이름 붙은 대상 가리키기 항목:
────────────────

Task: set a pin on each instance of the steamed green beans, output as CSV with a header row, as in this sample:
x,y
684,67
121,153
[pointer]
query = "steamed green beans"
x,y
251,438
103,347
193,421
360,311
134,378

────────────────

작업 내용: 위에 있는 모든 줄을 하나도 바꾸지 말고 그대로 돌려주세요.

전체 출력:
Task: set a pin on each instance of the steamed green beans, output as CSV with a header row, as in this sample:
x,y
684,67
121,153
[pointer]
query = "steamed green beans"
x,y
251,438
103,347
193,421
360,311
134,378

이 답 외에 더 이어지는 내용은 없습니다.